TASK STATEMENT:
Write out all entries word for word.

___ ENTRIES PROVIDED

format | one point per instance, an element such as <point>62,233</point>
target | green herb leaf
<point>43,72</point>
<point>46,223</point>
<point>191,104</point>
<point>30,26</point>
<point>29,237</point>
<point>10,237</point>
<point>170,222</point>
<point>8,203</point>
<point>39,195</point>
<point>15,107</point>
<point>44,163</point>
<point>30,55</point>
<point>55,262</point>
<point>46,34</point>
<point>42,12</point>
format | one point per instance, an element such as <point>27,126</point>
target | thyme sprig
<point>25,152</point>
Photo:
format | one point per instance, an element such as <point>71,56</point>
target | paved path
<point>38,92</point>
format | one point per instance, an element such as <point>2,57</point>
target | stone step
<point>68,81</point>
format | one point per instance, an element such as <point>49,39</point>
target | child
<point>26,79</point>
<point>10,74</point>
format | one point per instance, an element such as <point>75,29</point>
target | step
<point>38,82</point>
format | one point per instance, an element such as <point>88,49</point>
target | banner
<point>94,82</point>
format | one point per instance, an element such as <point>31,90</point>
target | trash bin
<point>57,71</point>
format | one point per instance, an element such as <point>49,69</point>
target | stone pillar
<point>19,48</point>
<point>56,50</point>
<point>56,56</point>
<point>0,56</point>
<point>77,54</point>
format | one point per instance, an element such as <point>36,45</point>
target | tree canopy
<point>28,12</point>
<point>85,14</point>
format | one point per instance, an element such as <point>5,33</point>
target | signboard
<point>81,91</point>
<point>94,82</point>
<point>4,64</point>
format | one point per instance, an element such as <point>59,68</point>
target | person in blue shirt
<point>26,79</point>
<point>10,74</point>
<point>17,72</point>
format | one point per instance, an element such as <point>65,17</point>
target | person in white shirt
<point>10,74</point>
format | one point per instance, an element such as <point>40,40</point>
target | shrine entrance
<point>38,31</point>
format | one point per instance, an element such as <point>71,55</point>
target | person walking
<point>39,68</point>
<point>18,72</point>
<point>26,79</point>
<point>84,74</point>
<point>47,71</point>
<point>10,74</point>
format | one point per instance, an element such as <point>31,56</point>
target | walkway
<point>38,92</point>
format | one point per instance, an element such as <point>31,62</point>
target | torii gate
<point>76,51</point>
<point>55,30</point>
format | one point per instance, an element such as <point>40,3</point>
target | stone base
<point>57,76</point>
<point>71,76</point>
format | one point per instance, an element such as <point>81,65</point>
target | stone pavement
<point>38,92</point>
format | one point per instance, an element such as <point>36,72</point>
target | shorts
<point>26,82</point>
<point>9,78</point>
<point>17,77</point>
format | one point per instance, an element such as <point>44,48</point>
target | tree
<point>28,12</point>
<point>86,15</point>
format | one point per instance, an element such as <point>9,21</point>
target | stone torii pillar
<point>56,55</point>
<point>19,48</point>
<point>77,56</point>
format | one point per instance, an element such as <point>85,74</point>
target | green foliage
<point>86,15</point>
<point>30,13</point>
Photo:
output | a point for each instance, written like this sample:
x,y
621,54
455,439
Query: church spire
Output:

______

SOLUTION FOR THIS EXERCISE:
format | one point per instance, an element such as <point>62,233</point>
target | green herb leaf
<point>43,72</point>
<point>46,223</point>
<point>191,104</point>
<point>30,26</point>
<point>29,237</point>
<point>10,237</point>
<point>170,222</point>
<point>8,203</point>
<point>39,195</point>
<point>15,107</point>
<point>44,163</point>
<point>30,55</point>
<point>55,262</point>
<point>46,34</point>
<point>42,12</point>
format | one point per instance, an element such as <point>27,126</point>
target | thyme sprig
<point>25,152</point>
Photo:
format | one point per instance, an element such as <point>71,56</point>
target | paved path
<point>38,92</point>
format | one point per instance, an element such as <point>2,57</point>
target | stone step
<point>68,81</point>
format | one point per instance, an element such as <point>49,39</point>
target | child
<point>26,79</point>
<point>10,74</point>
format | one point per instance, an element such as <point>75,29</point>
target | step
<point>38,82</point>
format | one point per instance, an element such as <point>88,49</point>
target | banner
<point>94,82</point>
format | one point per instance, an element such as <point>31,90</point>
target | trash bin
<point>57,71</point>
format | one point per instance, an element such as <point>49,69</point>
target | stone pillar
<point>19,48</point>
<point>56,50</point>
<point>56,56</point>
<point>0,56</point>
<point>77,54</point>
format | one point per instance, an element such as <point>36,45</point>
target | tree canopy
<point>28,12</point>
<point>85,14</point>
format | one point per instance, an element such as <point>5,33</point>
target | signboard
<point>81,91</point>
<point>94,82</point>
<point>4,64</point>
format | one point per instance, an element such as <point>59,68</point>
target | person in blue shirt
<point>26,79</point>
<point>10,74</point>
<point>17,72</point>
format | one point per instance, an element such as <point>65,17</point>
target | person in white shirt
<point>10,74</point>
format | one point per instance, an element such as <point>40,40</point>
target | shrine entrance
<point>38,31</point>
format | one point per instance, an element such as <point>71,55</point>
target | person walking
<point>39,68</point>
<point>18,72</point>
<point>26,79</point>
<point>84,74</point>
<point>47,71</point>
<point>10,74</point>
format | one point per instance, an element such as <point>31,56</point>
target | walkway
<point>38,92</point>
format | one point per instance, an element such as <point>31,62</point>
target | torii gate
<point>76,51</point>
<point>55,30</point>
format | one point per instance, an element such as <point>40,3</point>
target | stone base
<point>57,76</point>
<point>71,76</point>
format | one point per instance, an element such as <point>81,65</point>
target | stone pavement
<point>38,92</point>
format | one point per instance, an element such as <point>36,72</point>
target | shorts
<point>26,82</point>
<point>9,78</point>
<point>17,77</point>
format | one point per instance, an element such as <point>44,48</point>
target | tree
<point>28,12</point>
<point>86,15</point>
format | one point per instance, an element such as <point>9,21</point>
target | stone torii pillar
<point>56,55</point>
<point>19,48</point>
<point>77,56</point>
format | one point per instance, an element such as <point>85,74</point>
target | green foliage
<point>86,15</point>
<point>30,13</point>
Photo:
output | a point for each instance, written like this sample:
x,y
621,54
455,439
Query: church spire
Output:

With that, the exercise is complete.